◆ **BRIEF**
Count the lines in the records below that contain the string "suit" and give only that number. Matching is case-sensitive.
— begin INPUT MATERIAL —
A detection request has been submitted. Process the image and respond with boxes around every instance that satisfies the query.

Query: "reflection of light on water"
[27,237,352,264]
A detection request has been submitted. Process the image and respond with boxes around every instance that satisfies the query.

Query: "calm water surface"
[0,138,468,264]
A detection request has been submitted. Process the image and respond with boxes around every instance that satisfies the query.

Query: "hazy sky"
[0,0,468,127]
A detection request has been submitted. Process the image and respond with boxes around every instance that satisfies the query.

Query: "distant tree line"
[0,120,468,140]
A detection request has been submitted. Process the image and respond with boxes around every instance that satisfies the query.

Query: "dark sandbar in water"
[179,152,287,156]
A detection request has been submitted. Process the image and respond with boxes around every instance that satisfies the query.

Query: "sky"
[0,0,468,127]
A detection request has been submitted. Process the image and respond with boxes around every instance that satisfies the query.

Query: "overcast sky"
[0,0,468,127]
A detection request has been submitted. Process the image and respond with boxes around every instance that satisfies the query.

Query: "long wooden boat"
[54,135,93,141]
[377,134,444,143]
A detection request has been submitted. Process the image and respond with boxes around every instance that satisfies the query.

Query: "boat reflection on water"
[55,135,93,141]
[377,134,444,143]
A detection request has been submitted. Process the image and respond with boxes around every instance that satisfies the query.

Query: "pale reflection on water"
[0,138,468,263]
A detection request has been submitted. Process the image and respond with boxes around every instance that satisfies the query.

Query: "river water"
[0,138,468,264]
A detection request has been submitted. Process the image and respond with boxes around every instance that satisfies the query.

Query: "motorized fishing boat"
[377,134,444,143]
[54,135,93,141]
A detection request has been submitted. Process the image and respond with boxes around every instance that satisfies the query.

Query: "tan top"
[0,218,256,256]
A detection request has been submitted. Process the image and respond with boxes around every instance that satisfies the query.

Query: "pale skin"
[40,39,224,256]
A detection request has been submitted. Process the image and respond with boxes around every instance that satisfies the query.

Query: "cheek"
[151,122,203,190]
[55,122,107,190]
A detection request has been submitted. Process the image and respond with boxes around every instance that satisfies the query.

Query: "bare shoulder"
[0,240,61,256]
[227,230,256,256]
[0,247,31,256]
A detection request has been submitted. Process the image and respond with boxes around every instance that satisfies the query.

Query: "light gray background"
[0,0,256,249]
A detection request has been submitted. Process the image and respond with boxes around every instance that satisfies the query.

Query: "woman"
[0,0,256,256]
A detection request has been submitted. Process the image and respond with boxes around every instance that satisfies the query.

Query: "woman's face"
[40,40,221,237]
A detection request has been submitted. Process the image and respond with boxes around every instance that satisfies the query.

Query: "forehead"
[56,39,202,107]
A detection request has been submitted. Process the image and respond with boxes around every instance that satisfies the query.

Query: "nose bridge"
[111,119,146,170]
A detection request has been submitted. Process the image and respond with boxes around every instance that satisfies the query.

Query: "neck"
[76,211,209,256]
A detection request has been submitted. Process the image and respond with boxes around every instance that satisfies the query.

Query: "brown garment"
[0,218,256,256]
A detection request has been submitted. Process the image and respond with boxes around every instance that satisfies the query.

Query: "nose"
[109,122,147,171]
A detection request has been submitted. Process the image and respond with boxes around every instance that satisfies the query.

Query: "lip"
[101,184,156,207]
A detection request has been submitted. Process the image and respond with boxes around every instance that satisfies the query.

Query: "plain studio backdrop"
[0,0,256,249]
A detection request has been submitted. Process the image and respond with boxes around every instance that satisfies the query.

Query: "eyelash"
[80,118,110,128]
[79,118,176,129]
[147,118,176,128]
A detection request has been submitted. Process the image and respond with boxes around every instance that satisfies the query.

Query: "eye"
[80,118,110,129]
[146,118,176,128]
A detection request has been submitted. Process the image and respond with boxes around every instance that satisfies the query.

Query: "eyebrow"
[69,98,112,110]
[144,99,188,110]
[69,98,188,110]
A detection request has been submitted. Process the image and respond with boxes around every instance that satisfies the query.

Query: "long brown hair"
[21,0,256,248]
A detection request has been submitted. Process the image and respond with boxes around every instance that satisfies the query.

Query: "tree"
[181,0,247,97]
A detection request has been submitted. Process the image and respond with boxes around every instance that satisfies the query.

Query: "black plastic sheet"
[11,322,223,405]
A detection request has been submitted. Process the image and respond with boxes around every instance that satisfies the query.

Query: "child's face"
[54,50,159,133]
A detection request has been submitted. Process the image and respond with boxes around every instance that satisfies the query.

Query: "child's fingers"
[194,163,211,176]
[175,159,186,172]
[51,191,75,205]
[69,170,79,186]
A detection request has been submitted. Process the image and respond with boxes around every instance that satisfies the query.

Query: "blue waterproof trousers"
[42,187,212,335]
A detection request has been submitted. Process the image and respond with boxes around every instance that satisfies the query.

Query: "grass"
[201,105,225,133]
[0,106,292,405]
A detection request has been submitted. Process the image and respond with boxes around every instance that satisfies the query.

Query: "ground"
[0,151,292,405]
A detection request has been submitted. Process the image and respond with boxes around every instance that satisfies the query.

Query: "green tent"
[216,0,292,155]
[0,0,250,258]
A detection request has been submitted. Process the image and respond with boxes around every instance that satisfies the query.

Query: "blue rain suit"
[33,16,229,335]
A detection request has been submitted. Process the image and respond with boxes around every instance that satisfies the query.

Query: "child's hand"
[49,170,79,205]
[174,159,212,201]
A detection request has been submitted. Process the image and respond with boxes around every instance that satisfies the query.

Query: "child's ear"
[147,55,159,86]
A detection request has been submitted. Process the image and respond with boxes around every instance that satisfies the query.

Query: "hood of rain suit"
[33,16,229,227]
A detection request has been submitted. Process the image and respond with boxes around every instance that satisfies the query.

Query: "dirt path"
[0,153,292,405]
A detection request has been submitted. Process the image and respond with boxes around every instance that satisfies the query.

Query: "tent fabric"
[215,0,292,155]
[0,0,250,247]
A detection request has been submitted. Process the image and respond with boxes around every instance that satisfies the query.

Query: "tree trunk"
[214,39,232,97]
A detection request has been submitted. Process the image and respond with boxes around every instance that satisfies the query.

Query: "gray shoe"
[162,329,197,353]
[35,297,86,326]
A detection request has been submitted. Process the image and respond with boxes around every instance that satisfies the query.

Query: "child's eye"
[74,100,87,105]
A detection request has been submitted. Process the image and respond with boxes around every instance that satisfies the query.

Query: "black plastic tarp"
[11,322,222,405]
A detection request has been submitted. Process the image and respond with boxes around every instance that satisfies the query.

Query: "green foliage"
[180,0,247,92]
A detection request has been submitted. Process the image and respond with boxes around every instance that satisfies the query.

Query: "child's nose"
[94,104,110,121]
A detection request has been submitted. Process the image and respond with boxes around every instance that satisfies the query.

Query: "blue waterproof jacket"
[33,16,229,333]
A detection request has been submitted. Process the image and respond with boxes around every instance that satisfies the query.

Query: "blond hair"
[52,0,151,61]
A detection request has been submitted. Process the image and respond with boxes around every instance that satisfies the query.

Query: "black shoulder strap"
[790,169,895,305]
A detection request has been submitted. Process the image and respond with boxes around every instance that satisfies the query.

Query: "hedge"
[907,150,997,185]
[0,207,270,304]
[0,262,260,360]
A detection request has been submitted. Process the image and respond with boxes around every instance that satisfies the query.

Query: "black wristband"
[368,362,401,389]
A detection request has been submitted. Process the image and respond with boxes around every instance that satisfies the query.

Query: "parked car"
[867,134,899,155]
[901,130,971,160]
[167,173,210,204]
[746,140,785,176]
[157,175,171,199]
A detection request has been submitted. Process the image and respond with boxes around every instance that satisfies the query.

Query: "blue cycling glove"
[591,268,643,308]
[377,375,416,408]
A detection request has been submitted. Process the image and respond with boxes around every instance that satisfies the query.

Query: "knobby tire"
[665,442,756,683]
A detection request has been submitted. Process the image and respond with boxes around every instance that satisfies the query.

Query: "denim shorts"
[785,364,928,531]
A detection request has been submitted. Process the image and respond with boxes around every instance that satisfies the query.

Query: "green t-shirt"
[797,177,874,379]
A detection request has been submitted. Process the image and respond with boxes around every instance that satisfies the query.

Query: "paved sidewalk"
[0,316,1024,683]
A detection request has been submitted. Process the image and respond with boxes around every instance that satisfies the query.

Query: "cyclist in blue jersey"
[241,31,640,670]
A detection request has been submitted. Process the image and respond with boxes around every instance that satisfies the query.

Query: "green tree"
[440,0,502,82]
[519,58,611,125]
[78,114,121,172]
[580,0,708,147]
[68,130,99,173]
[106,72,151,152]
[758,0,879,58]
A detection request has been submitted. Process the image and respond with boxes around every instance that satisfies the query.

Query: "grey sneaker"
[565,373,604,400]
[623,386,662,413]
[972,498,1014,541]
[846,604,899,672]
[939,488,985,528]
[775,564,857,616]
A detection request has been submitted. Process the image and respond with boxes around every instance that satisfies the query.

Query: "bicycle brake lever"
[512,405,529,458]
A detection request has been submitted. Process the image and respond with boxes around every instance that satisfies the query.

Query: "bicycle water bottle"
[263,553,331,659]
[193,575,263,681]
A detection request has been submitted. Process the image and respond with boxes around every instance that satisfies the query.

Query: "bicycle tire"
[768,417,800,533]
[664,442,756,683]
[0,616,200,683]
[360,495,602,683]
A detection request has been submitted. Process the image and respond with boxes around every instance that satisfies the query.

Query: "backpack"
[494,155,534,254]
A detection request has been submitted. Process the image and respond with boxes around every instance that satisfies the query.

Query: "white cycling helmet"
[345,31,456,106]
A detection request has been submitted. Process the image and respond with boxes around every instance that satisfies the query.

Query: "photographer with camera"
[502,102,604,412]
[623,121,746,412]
— end INPUT MATERIAL —
◆ **SOLUTION TO THIS TASK**
2